** PROVIDED TEXT **

=== Begin Enclosure ===

If your institution is not already an AI Institute participant, the path in is either waiting for a new competition (NSF announces these via Dear Colleague Letters on NSF.gov) or seeking a partnership role with an existing Institute. New Institute competitions are selective — applicants need strong preliminary work, diverse teams, and a compelling case for why the proposed Institute addresses a national AI challenge not covered by existing institutes.
| Program | Award Range | For Whom |
|---|---|---|
| National AI Research Institutes | $16–20M over 4–5 years | University consortia; multi-institution teams |
| CAREER Award (AI-focused) | $500K–$600K over 5 years | Early-career faculty (pre-tenure) |
| CISE Core Research (SHF, CNS, IIS, CCF) | $500K–$1.5M typical | Individual/small team investigators |
| ExpandAI Partnership | Up to $1M over 2 years | Minority-Serving Institutions |
| Convergence Accelerator (AI tracks) | $750K Phase I; up to $5M Phase II | Multi-sector teams with use-inspired focus |
| AI in STEM Education (CS-EDHDI) | Varies | Education researchers + institutions |
| CISE Research Initiation Initiative (CRII) | Up to $175K over 2 years | Early-career researchers at non-R1 institutions |
For Early-Career AI Researchers: CAREER and CRII
The NSF CAREER Award is the most prestigious early-career grant in academic science — $500,000–$600,000 over five years for pre-tenure faculty with outstanding research and teaching plans. AI is one of the highest-funded CAREER categories in the CISE directorate. CAREER applicants must be in tenure-track faculty positions; there are three annual submission windows (July, October, January — varies by directorate).
For early-career researchers at primarily undergraduate or teaching-focused institutions, the CISE Research Initiation Initiative (CRII) provides up to $175,000 over two years to help faculty establish research programs — with no PhD students required. This program explicitly helps researchers at institutions without large PhD programs compete for NSF CISE funding. Many CRII awardees later receive full CAREER awards.

=== End Enclosure ===

** DATA EXTRACTS **
=== Begin Enclosure ===

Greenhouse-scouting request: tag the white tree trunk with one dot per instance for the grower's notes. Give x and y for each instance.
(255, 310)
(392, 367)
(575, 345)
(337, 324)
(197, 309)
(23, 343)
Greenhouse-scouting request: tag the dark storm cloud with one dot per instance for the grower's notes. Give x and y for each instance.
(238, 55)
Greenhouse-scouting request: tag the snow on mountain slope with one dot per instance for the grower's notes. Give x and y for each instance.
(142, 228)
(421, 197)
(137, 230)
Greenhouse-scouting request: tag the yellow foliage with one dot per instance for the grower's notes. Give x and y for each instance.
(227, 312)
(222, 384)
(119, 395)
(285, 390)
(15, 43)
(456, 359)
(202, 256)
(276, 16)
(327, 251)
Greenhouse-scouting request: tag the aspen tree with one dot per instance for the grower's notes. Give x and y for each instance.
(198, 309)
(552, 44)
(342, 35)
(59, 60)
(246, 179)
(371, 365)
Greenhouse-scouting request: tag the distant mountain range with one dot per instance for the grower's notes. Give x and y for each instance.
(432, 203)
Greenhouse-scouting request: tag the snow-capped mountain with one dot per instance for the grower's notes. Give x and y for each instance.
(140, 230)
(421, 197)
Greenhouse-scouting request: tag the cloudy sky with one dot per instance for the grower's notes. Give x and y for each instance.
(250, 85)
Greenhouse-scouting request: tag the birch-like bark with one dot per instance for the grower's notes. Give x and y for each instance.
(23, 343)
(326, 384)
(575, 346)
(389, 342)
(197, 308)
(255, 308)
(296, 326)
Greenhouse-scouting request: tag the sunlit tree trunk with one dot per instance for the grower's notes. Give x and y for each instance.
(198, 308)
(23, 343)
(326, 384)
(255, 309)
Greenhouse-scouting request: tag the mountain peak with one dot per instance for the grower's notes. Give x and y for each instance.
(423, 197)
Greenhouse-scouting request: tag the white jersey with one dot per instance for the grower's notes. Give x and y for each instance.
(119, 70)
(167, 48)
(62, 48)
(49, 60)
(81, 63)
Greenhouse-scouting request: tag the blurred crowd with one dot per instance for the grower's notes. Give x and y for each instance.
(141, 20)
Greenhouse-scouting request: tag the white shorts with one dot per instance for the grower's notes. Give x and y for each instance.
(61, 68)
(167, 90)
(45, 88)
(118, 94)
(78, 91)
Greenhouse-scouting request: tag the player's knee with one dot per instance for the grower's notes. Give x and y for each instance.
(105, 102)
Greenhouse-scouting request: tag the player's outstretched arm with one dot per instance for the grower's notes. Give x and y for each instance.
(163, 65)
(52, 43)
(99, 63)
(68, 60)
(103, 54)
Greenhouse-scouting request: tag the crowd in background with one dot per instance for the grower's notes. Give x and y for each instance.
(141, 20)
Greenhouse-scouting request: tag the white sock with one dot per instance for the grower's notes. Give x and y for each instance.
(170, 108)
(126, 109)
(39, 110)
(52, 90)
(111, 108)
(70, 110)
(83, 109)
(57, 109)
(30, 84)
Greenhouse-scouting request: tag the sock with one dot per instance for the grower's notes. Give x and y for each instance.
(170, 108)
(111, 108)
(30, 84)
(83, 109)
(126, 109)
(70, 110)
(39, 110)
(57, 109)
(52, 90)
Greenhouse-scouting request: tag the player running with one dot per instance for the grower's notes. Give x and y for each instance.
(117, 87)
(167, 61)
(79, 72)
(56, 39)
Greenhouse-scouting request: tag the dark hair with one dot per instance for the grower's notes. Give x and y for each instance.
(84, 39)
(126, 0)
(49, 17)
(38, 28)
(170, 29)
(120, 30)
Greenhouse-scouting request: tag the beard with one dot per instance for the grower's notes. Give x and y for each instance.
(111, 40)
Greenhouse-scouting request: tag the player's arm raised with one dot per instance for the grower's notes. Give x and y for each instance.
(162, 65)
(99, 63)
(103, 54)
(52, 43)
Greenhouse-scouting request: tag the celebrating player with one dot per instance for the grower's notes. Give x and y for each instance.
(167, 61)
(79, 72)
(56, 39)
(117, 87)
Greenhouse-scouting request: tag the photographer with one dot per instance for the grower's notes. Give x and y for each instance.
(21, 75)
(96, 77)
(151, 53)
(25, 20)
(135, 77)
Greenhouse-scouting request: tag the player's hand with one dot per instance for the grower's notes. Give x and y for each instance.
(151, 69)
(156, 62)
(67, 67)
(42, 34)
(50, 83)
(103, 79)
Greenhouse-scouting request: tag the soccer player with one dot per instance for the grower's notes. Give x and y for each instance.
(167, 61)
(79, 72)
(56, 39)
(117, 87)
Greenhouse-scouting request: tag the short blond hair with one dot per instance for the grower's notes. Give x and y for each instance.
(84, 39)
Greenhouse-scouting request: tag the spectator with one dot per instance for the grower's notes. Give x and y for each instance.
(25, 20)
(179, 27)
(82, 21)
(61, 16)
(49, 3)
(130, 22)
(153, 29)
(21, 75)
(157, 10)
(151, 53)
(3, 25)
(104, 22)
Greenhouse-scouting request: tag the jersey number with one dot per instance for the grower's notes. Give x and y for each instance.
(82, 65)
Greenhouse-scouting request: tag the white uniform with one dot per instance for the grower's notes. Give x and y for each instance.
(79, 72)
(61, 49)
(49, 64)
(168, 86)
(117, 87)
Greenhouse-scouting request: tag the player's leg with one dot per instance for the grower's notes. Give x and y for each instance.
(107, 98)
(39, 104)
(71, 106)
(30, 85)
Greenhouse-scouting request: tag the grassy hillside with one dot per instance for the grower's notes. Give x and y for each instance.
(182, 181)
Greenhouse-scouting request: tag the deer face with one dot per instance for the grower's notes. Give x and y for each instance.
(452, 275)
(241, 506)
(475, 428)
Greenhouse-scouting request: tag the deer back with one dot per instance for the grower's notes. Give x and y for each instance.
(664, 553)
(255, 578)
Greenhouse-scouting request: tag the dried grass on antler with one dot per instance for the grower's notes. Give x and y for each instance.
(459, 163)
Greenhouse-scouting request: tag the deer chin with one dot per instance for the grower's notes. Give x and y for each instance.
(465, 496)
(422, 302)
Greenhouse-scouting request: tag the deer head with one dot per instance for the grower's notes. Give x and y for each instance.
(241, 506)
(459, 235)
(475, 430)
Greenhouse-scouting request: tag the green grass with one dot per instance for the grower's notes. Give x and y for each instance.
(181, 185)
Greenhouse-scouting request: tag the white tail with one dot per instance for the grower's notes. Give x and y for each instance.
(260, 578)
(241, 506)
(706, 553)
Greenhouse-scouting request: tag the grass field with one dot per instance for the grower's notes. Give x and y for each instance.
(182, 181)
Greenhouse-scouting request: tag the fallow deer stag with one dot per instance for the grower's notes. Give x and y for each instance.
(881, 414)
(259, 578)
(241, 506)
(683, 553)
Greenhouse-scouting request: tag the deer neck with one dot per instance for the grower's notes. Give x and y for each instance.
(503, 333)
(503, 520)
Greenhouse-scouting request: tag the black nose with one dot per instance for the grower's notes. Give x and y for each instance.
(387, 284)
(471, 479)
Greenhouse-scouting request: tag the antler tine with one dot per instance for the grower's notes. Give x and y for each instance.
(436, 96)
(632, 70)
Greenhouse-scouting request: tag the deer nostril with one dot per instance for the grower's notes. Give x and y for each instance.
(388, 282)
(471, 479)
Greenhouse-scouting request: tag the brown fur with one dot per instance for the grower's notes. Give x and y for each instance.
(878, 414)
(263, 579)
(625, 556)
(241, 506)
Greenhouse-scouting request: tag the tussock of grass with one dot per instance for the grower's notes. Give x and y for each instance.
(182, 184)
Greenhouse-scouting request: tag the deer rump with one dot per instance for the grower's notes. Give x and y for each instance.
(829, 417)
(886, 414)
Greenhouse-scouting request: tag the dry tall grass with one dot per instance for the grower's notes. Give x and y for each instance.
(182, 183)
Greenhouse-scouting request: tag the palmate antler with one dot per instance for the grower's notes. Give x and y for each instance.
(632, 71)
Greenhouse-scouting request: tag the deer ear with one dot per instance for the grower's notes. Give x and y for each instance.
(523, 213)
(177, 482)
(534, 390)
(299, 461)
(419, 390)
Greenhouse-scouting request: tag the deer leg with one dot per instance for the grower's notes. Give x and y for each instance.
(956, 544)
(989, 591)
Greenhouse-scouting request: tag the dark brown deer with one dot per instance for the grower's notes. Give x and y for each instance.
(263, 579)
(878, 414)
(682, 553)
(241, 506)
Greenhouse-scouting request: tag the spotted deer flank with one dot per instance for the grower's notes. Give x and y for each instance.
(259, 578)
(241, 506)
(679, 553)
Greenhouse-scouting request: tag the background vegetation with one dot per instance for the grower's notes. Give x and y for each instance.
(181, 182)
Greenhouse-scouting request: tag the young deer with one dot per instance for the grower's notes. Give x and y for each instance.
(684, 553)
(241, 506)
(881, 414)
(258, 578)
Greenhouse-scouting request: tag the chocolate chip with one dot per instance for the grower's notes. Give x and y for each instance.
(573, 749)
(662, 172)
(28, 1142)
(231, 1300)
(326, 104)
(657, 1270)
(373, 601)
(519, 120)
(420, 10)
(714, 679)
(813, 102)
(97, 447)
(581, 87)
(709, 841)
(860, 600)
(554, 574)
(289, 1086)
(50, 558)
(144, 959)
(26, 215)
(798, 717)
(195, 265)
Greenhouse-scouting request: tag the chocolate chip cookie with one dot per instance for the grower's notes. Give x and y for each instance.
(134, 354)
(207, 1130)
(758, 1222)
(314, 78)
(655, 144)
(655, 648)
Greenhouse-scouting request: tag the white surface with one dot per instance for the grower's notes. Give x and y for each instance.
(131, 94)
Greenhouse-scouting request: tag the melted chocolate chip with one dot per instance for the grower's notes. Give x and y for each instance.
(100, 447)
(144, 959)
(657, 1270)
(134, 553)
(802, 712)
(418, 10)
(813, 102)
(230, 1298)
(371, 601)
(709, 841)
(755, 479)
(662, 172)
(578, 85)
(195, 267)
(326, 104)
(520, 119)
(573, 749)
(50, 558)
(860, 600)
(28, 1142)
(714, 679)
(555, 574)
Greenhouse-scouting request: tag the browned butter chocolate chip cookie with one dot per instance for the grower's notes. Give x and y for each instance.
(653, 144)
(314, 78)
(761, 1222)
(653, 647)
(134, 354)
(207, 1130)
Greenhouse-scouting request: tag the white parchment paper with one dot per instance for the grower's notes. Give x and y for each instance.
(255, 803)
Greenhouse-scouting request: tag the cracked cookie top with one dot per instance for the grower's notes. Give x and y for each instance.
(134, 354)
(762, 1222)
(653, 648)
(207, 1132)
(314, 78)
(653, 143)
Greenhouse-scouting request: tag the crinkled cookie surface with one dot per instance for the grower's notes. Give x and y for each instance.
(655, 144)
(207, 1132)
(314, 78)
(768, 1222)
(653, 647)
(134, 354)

=== End Enclosure ===

** GOAL OF THE EXERCISE **
In the NSF funding text above, turn the paragraph that begins "For early-career researchers at primarily undergraduate" into a short bulleted list that keeps its main facts.

** RESPONSE AREA **
- The CISE Research Initiation Initiative (CRII) serves early-career researchers at primarily undergraduate or teaching-focused institutions.
- It provides up to $175,000 over two years to help faculty establish research programs.
- No PhD students are required.
- It explicitly helps researchers at institutions without large PhD programs compete for NSF CISE funding.
- Many CRII awardees later receive full CAREER awards.